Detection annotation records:
#####

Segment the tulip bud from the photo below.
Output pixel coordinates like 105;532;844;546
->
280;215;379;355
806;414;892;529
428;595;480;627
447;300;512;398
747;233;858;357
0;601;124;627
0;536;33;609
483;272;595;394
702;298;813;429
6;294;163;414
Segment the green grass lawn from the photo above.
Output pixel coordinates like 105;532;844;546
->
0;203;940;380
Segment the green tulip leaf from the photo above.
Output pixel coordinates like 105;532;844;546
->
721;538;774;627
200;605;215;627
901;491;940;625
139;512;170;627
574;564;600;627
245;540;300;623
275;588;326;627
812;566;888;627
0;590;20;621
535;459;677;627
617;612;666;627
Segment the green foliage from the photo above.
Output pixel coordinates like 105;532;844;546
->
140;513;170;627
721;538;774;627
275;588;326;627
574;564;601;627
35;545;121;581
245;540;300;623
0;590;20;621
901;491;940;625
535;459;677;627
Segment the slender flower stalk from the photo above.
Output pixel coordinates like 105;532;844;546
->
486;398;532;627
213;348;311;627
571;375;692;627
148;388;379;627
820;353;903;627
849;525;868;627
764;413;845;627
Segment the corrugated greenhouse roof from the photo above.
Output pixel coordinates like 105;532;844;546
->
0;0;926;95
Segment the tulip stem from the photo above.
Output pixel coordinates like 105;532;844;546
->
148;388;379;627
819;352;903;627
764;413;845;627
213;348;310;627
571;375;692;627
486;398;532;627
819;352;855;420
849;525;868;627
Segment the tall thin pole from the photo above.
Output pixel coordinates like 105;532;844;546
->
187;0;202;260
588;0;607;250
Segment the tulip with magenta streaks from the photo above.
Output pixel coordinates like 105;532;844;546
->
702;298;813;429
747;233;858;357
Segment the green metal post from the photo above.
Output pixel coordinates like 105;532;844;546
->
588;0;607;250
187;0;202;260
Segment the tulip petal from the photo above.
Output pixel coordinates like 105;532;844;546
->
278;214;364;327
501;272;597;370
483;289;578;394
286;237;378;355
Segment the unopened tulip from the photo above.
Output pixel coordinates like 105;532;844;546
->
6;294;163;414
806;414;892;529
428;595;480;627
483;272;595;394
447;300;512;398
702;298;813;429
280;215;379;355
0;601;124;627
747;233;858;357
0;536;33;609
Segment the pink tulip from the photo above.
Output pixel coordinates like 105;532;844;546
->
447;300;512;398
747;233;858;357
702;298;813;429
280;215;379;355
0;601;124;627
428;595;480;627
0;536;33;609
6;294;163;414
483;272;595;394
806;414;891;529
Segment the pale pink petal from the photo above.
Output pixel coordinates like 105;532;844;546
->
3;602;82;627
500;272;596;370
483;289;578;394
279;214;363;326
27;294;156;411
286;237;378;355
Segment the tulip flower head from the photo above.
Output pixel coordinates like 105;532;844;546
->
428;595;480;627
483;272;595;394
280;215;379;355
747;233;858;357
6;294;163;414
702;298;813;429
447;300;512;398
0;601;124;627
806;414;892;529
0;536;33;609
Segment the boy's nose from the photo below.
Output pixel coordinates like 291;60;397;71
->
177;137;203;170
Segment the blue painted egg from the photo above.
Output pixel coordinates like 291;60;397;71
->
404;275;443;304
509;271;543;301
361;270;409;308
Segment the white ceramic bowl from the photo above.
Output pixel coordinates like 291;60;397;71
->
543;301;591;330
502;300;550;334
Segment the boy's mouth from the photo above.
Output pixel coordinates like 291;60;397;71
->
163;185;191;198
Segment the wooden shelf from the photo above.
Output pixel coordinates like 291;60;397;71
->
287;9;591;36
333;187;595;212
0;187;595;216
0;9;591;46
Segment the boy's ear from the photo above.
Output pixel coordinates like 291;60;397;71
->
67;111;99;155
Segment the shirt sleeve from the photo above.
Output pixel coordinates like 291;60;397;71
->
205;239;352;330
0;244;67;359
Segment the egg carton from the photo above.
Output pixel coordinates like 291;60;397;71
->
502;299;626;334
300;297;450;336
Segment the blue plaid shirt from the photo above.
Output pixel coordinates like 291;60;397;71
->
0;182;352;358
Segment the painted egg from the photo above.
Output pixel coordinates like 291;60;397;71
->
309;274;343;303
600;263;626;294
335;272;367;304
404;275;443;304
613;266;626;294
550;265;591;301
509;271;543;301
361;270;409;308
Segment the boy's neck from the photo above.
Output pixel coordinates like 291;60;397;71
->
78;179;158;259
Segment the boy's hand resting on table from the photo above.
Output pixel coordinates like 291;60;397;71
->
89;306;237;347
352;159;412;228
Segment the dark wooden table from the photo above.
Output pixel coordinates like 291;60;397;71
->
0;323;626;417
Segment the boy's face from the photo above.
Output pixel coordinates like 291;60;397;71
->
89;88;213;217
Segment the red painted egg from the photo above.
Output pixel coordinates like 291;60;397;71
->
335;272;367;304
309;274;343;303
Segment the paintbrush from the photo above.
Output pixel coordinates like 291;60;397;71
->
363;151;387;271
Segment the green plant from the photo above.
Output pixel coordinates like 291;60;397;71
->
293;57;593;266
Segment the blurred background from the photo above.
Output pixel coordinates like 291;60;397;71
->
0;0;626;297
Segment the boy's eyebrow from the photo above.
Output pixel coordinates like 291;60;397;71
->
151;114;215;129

#####

Task to complete:
Reproduce every line above word for word, leaving nothing out and changing nothing.

In response:
Segment the tulip bud from the photo below.
Output pixel coordinates like 105;532;844;546
->
280;215;379;355
806;414;892;529
428;595;480;627
447;300;512;398
747;233;858;357
0;601;124;627
0;536;33;609
483;272;595;394
702;298;813;429
6;294;163;414
Segment the green grass lawn from the photo above.
Output pixel coordinates like 105;532;844;546
->
0;203;940;380
Segment the green tulip leaf from the photo above.
Output pixel coordinates like 105;532;844;546
->
721;538;774;627
200;605;215;627
901;491;940;625
139;512;170;627
574;564;600;627
245;540;300;623
275;588;326;627
812;566;888;627
0;590;20;621
535;459;677;627
617;612;666;627
Segment the green foliage from the photo above.
Output pixel coordinates like 105;532;844;546
->
140;513;170;627
721;538;774;627
275;588;326;627
574;564;601;627
35;545;121;581
245;540;300;623
0;590;20;621
901;491;940;625
535;459;677;627
Segment the slender flower stalk from the photo above.
Output pixel coordinates like 105;532;844;546
->
486;398;532;627
213;348;311;627
571;375;692;627
148;388;379;627
820;353;903;627
849;525;868;627
764;413;845;627
Segment the corrugated greenhouse roof from the photo above.
Output pixel coordinates like 105;532;844;546
->
0;0;926;95
Segment the tulip stem from the photo above.
Output pixel coordinates like 105;532;844;546
->
148;388;379;627
819;352;903;627
764;413;845;627
213;348;310;627
571;375;692;627
486;398;532;627
819;352;855;420
849;525;868;627
Segment the tall thin pole from the photo above.
Output pixel coordinates like 105;532;844;546
->
187;0;202;260
588;0;607;250
Segment the tulip with magenta streaks from the photo above.
Output pixel coordinates like 105;532;844;546
->
702;298;813;429
747;233;858;357
Segment the green metal post from the photo above.
Output pixel coordinates like 105;532;844;546
->
588;0;607;250
187;0;202;260
Segment the tulip petal from the photo above.
Output pixel coordinates like 105;532;844;546
->
278;214;364;327
501;272;597;370
483;289;578;394
286;237;378;355
Segment the unopened tulip from the photo above.
Output pixel coordinates like 105;532;844;546
->
6;294;163;414
806;414;892;529
428;595;480;627
483;272;595;394
447;300;512;398
702;298;813;429
280;215;379;355
0;601;124;627
747;233;858;357
0;536;33;609
Segment the pink tulip from the photo above.
Output pixel coordinates like 105;532;844;546
->
447;300;512;398
747;233;858;357
702;298;813;429
280;215;379;355
0;601;124;627
428;595;480;627
0;536;33;609
6;294;163;414
483;272;595;394
806;414;891;529
Segment the pale pink petal from the photo above.
Output pixel coordinates like 105;532;844;546
->
3;602;82;627
500;272;596;370
483;289;578;394
279;214;363;326
27;294;156;411
286;237;378;355
Segment the tulip flower head from the photo above.
Output pixel coordinates like 105;532;844;546
->
428;595;480;627
483;272;595;394
280;215;379;355
747;233;858;357
6;294;163;414
702;298;813;429
447;300;512;398
0;601;124;627
806;414;892;529
0;536;33;609
Segment the boy's nose from the photo below.
Output pixel coordinates like 291;60;397;71
->
177;137;203;170
Segment the blue painted egg from the photo above.
Output pixel coordinates like 291;60;397;71
->
404;275;443;304
509;271;543;301
361;270;409;308
Segment the white ceramic bowl from the photo above.
Output pixel coordinates like 291;60;397;71
->
543;301;591;330
502;300;550;334
Segment the boy's mouth from the photo above.
Output pixel coordinates like 291;60;397;71
->
163;185;191;198
Segment the wooden shelf from the photo above.
Output pixel coordinates like 291;60;397;71
->
287;9;591;36
333;187;595;212
0;187;595;216
0;9;591;46
Segment the boy's ear from the photo above.
Output pixel coordinates like 291;60;397;71
->
67;111;99;155
Segment the shirt sleeve from the photo above.
Output pixel coordinates like 291;60;397;71
->
205;239;352;330
0;244;67;359
Segment the egg carton from the photo above.
Output pixel coordinates like 291;60;397;71
->
502;299;626;334
300;297;450;336
Segment the blue plaid shirt from the photo above.
Output pixel coordinates like 291;60;397;71
->
0;182;352;358
Segment the painted egg from the photo above.
Output pixel coordinates like 291;60;397;71
->
309;274;343;303
600;263;626;294
335;272;367;304
404;275;443;304
613;266;626;294
550;265;591;301
509;271;543;301
361;270;409;308
Segment the boy's neck from the photo above.
Output pixel coordinates like 291;60;397;71
->
78;179;158;259
Segment the boy's hand resting on table from the photo above.
Output pixel coordinates like 291;60;397;71
->
89;306;237;347
352;159;412;228
Segment the dark wooden table from the photo above.
Output pixel coordinates like 291;60;397;71
->
0;323;626;417
Segment the boy's face from the photo above.
Output pixel coordinates like 291;60;397;71
->
89;88;213;217
Segment the red painted egg from the photo above.
Output pixel coordinates like 291;60;397;71
->
335;272;367;304
309;274;343;303
Segment the paintbrush from the photo above.
Output pixel coordinates like 291;60;397;71
->
363;151;387;271
Segment the green plant from the photo above.
Output pixel coordinates like 291;60;397;71
->
293;57;593;266
Segment the blurred background from the photo above.
Output pixel coordinates like 291;60;397;71
->
0;0;626;297
Segment the boy's eyebrow from the photo above.
Output pixel coordinates like 291;60;397;71
->
151;114;215;129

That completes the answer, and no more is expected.